Find each line in the entries below that contains the string "cluster" and copy those lines out. Letter case must match.

**INPUT ROWS**
## start

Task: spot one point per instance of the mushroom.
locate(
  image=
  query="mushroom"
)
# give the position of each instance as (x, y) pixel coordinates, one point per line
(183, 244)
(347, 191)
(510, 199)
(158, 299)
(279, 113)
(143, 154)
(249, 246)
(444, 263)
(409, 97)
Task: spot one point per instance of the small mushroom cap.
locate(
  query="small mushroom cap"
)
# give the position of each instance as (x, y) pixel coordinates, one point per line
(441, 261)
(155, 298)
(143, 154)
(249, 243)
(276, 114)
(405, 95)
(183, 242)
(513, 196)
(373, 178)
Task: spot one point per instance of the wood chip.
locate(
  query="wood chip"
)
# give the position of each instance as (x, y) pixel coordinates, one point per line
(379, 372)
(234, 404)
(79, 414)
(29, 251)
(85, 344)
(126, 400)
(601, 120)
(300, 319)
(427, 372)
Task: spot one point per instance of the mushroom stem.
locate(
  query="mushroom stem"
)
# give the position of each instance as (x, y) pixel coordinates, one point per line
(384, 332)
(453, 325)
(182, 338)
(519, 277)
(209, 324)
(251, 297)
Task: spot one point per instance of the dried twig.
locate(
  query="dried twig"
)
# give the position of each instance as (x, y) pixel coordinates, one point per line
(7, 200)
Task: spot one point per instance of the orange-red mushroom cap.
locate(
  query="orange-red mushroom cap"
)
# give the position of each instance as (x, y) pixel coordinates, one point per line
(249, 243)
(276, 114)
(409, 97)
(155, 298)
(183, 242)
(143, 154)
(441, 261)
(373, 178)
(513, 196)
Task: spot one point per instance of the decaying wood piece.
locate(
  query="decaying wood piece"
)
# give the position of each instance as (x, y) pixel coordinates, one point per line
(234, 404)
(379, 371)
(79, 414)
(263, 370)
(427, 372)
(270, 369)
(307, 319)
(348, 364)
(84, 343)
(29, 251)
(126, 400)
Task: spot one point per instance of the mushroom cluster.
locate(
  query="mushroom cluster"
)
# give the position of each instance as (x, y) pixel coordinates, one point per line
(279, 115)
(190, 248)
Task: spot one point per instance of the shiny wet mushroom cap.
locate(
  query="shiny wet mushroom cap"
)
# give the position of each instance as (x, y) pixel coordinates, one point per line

## end
## start

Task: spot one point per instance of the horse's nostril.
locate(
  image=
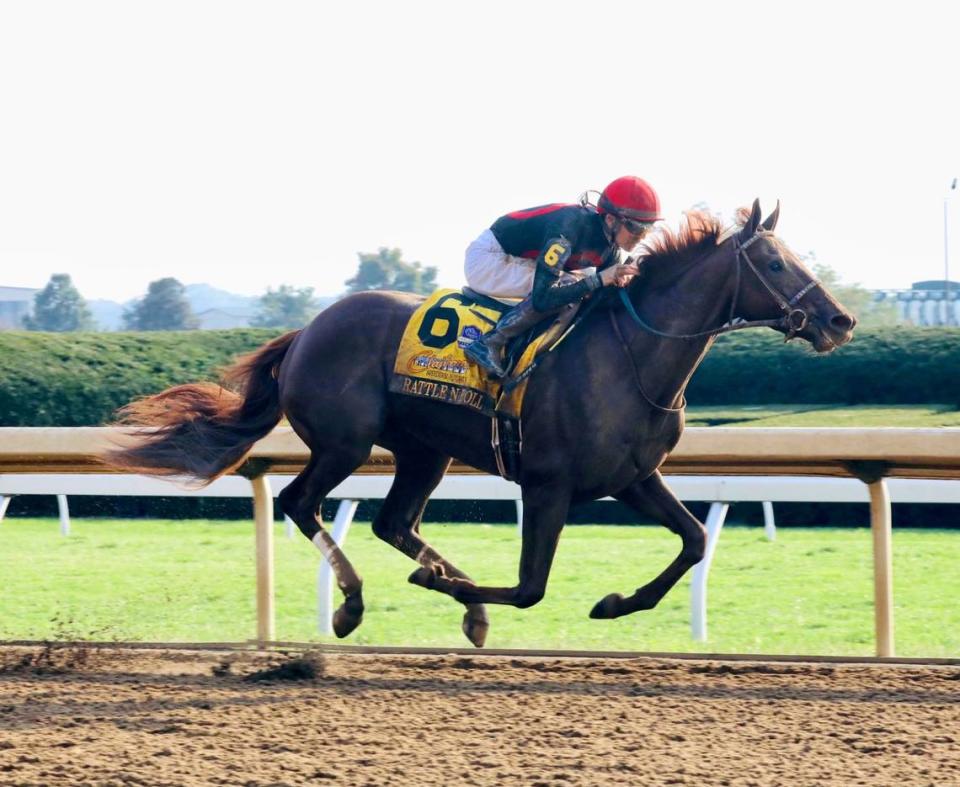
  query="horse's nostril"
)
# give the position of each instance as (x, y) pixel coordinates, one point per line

## end

**WRITTEN REPLY**
Task: spot one point per instance of the mushroom cluster.
  query="mushroom cluster"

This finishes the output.